SOURCE DOCUMENT
╔══

# What did you look like when you were young?



## miketx (Jan 7, 2018)

We change so much some of us. This was me, early 70's.






What a dumb ass I was!


----------



## WillowTree (Jan 7, 2018)

Cutie!


----------



## rightwinger (Jan 7, 2018)

Me in the 80s


----------



## Shrimpbox (Jan 7, 2018)

I didn’t know I had a twin


----------



## Michelle420 (Jan 7, 2018)

miketx said:


> We change so much some of us. This was me, early 70's.
> 
> View attachment 170433
> 
> What dumb ass I was!



Sexy.


----------



## Montrovant (Jan 7, 2018)

This would have been from the early 90s:


----------



## Billy_Kinetta (Jan 7, 2018)

I channeled Morrison in my late teens - late 1960s/early 20s - early 1970s.

Jim, not Toni.

╚══

AIM 1
In the listing, substitute "place a pin" for "drop a marker" in the lines starting with the line with "point: white comforter" and going on through the line with "column 418, row 264", and give back those lines alone.
The listing that comes next has no connection to the forum thread.

DATA SECTION
╔══

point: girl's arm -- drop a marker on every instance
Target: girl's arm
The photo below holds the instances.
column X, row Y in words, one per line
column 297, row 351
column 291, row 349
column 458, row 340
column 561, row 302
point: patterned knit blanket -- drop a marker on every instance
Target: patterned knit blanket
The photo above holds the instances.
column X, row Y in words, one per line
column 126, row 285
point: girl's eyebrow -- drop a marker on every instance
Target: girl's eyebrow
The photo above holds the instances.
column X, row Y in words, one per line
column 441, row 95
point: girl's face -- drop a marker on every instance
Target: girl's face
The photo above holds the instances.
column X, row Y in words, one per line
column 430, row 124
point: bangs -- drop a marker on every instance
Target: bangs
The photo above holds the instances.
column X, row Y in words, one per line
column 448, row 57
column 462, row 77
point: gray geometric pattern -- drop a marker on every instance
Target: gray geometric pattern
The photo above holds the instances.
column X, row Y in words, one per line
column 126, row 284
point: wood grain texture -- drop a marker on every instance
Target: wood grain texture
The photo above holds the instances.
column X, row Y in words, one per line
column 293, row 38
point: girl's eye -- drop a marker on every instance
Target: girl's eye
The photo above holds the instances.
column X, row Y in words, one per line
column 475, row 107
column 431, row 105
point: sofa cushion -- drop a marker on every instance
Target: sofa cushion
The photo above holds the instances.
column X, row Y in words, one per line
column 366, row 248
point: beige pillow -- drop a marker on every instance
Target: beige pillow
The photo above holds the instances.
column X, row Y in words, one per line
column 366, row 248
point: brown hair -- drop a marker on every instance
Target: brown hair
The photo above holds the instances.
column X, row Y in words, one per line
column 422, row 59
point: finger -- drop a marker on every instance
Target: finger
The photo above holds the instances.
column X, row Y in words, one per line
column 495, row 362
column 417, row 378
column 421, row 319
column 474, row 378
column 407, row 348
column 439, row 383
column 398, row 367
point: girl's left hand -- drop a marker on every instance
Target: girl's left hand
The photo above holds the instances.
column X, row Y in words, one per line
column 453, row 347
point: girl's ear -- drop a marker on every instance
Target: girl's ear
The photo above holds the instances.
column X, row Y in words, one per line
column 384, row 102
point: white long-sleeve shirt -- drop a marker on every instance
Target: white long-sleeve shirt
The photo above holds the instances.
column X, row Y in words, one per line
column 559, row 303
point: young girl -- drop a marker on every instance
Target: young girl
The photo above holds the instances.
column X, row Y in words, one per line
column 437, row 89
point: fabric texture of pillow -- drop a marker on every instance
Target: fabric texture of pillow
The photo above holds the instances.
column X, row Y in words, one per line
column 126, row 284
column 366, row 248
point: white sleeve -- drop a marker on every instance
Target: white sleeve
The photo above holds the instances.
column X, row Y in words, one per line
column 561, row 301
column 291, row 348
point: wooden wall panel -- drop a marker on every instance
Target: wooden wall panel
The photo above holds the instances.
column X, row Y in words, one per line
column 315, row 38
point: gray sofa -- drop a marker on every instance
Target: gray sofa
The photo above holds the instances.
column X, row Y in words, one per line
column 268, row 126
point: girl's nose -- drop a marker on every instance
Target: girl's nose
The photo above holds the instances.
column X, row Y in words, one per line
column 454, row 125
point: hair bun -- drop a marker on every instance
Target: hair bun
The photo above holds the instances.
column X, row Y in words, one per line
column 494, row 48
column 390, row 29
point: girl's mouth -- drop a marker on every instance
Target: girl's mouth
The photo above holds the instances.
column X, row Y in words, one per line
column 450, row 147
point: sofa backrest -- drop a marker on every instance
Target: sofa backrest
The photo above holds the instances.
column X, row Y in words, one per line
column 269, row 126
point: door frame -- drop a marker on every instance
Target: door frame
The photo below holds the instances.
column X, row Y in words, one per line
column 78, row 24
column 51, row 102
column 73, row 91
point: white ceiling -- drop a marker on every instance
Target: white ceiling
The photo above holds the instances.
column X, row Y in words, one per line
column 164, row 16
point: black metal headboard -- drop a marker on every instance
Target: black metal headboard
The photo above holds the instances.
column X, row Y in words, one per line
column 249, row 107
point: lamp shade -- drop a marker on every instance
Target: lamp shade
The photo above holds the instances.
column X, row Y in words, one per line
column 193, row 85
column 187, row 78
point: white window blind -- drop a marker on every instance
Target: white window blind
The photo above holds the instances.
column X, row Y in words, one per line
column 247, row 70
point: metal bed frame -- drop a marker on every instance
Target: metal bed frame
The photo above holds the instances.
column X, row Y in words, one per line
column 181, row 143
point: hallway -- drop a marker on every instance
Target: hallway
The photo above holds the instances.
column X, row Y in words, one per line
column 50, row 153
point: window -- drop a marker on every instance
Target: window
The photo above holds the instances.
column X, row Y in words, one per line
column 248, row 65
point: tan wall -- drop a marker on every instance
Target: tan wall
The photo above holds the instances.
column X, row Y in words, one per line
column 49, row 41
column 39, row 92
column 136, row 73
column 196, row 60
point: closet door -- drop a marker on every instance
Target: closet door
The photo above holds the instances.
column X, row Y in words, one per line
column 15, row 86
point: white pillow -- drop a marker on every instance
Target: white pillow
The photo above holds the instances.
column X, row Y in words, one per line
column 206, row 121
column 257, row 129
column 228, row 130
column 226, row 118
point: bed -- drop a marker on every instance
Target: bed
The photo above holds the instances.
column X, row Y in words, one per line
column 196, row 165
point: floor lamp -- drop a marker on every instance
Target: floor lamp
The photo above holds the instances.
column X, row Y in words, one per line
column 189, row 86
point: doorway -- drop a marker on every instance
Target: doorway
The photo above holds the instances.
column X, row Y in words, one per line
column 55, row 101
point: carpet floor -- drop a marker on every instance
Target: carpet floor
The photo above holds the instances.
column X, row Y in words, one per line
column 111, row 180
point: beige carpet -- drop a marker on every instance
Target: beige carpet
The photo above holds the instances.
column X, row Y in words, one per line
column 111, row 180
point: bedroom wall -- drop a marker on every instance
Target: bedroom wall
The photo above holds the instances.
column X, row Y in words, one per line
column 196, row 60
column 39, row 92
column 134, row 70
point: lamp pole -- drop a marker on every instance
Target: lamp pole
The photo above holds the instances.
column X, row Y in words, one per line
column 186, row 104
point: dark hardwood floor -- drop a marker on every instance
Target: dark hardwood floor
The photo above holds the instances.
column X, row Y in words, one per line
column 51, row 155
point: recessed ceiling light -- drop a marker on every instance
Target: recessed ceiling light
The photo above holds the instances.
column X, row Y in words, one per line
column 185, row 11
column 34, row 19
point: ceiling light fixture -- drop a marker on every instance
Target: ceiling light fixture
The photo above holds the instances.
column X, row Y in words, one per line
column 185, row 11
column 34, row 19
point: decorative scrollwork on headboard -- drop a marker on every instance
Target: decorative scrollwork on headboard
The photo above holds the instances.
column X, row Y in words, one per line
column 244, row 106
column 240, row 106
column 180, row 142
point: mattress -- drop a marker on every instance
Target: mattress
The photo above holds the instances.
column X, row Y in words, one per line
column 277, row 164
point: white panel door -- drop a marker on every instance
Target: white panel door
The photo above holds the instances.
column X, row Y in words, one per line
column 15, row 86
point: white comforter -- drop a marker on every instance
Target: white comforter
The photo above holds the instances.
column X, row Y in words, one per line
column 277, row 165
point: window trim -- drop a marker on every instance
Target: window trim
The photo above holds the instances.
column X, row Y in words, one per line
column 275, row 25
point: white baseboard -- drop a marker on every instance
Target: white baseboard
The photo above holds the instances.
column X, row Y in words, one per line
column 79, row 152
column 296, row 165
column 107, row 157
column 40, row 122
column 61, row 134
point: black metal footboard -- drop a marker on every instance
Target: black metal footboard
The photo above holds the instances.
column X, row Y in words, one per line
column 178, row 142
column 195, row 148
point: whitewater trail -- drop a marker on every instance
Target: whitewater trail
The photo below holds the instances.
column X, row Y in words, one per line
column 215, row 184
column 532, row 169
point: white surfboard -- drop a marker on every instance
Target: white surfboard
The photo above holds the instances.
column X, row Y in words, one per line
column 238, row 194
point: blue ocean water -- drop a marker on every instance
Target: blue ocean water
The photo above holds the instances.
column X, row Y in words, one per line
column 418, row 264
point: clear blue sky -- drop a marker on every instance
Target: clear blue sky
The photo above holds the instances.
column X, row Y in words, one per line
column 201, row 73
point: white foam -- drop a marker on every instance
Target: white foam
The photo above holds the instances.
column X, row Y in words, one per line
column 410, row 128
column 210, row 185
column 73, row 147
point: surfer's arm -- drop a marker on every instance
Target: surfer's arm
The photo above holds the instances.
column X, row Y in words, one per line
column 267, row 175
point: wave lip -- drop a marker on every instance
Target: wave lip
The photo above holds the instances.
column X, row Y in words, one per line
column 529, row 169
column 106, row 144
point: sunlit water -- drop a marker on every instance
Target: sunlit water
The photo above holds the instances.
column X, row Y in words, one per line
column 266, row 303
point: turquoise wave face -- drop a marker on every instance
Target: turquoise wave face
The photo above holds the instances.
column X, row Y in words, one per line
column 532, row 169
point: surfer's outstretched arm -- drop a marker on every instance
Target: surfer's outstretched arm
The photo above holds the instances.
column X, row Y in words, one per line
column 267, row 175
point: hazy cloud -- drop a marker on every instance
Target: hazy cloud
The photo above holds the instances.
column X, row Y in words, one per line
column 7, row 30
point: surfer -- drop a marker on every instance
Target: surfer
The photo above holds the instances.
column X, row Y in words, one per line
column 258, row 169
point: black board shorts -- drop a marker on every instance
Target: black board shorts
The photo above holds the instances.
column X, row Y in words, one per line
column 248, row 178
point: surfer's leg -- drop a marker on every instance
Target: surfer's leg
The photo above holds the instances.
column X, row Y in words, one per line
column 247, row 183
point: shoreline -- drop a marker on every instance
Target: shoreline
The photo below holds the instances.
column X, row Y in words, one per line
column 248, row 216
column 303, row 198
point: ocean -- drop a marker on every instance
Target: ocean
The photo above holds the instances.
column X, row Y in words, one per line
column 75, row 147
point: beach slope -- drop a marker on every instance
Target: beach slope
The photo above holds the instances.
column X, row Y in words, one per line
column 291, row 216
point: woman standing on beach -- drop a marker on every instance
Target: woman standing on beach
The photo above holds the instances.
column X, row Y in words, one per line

╚══

AIM 2
Carry the forum thread about what members looked like when young on past its last post.

TASK ANSWER 1
point: white comforter -- place a pin on every instance
Target: white comforter
The photo above holds the instances.
column X, row Y in words, one per line
column 277, row 165
point: window trim -- place a pin on every instance
Target: window trim
The photo above holds the instances.
column X, row Y in words, one per line
column 275, row 25
point: white baseboard -- place a pin on every instance
Target: white baseboard
The photo above holds the instances.
column X, row Y in words, one per line
column 79, row 152
column 296, row 165
column 107, row 157
column 40, row 122
column 61, row 134
point: black metal footboard -- place a pin on every instance
Target: black metal footboard
The photo above holds the instances.
column X, row Y in words, one per line
column 178, row 142
column 195, row 148
point: whitewater trail -- place a pin on every instance
Target: whitewater trail
The photo below holds the instances.
column X, row Y in words, one per line
column 215, row 184
column 532, row 169
point: white surfboard -- place a pin on every instance
Target: white surfboard
The photo above holds the instances.
column X, row Y in words, one per line
column 238, row 194
point: blue ocean water -- place a pin on every instance
Target: blue ocean water
The photo above holds the instances.
column X, row Y in words, one per line
column 418, row 264

TASK ANSWER 2
----------



## Desperado (Jan 7, 2018)

My Early Years In MIami by John, on Flickr


----------



## Billy_Kinetta (Jan 7, 2018)

Montrovant said:


> This would have been from the early 90s:
> 
> View attachment 170437



"Hello, my name is Inigo Montoya, you killed my father, prepare to die."


----------



## Michelle420 (Jan 7, 2018)

Montrovant said:


> This would have been from the early 90s:
> 
> View attachment 170437



Wow very Handsome.


----------



## Michelle420 (Jan 7, 2018)

Desperado said:


> My Early Years In MIami by John, on Flickr



So cute.


----------



## JGalt (Jan 7, 2018)

Me in 1973 freezing my ass off in Ft. Benning, GA, before we had all this global warming.


----------



## Hossfly (Jan 7, 2018)

Hossfly age 2


----------



## Hossfly (Jan 7, 2018)

BuckToothMoron  at 6 months


----------



## Hugo Furst (Jan 7, 2018)

I'm the one with the gun


----------



## Bruce_T_Laney (Jan 7, 2018)

When I was little.


----------



## Billy_Kinetta (Jan 7, 2018)

WillHaftawaite said:


> View attachment 170446
> 
> I'm the one with the gun



That figures!


----------



## Hugo Furst (Jan 7, 2018)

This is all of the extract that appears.